Seitenauszug:
==========
Nun, da wir herleiten können, was die Alternative für Deutschland meint, wird der Knackpunkt ihres Grundsatzprogramms und der strittigen Debatte mit der Gesellschaft deutlich:
Durch die fälschliche Verwendung des Begriffs „Islam“ beinhaltet das Grundsatzprogramm einen Standpunkt, der das Verbot der Ausübung einer Religion nahe legt. Dies darf in einem rechtsgültigen Grundsatzprogramm einer politischen Partei keineswegs vorkommen. Durch die fehlende Kenntnis über den Begriff des Islamismus und der alternativen Verwendung der Religion des Islams im Grundsatzprogramm der AfD wird ein Inhalt derart verfälscht, dass er mit dem Grundgesetz nicht mehr vereinbar ist:
Artikel 4 der Grundrechte ermöglicht die Freiheit des Glaubens und des religiösen Bekenntnisses und gewährleistet die ungestörte Religionsausübung. Religionsfreiheit ist Grundrecht.
==========
Arbeitsaufträge:
• 1. Gib einen Abschnitt aus dem Seitenauszug wortgetreu wieder. Setze an der Stelle mit den Worten „Nun, da wir“ ein und höre nach den Worten „Religionsfreiheit ist Grundrecht.“ auf.
• 2. Fasse den Seitenauszug in zwei Sätzen zusammen.

Verfügbare Daten:
==========
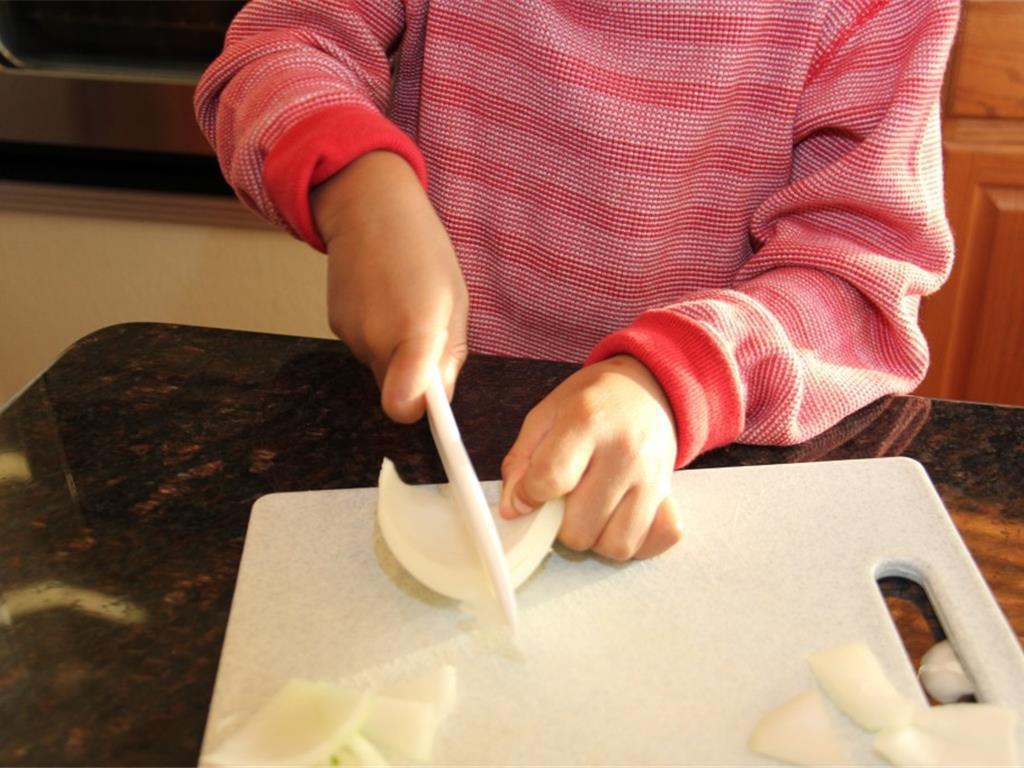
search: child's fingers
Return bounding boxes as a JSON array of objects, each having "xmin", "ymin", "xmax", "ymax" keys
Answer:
==========
Lösungen:
• 1.
Nun, da wir herleiten können, was die Alternative für Deutschland meint, wird der Knackpunkt ihres Grundsatzprogramms und der strittigen Debatte mit der Gesellschaft deutlich:
Durch die fälschliche Verwendung des Begriffs „Islam“ beinhaltet das Grundsatzprogramm einen Standpunkt, der das Verbot der Ausübung einer Religion nahe legt. Dies darf in einem rechtsgültigen Grundsatzprogramm einer politischen Partei keineswegs vorkommen. Durch die fehlende Kenntnis über den Begriff des Islamismus und der alternativen Verwendung der Religion des Islams im Grundsatzprogramm der AfD wird ein Inhalt derart verfälscht, dass er mit dem Grundgesetz nicht mehr vereinbar ist:
Artikel 4 der Grundrechte ermöglicht die Freiheit des Glaubens und des religiösen Bekenntnisses und gewährleistet die ungestörte Religionsausübung. Religionsfreiheit ist Grundrecht.

• 2. Der Seitenauszug hält fest, dass das Grundsatzprogramm der AfD den Begriff „Islam“ fälschlich verwendet und dadurch einen Standpunkt enthält, der das Verbot der Ausübung einer Religion nahelegt. Wegen fehlender Kenntnis des Begriffs Islamismus werde dieser Inhalt so verfälscht, dass er nicht mehr mit dem Grundgesetz vereinbar sei, dessen Artikel 4 die Glaubensfreiheit und die ungestörte Religionsausübung gewährleistet.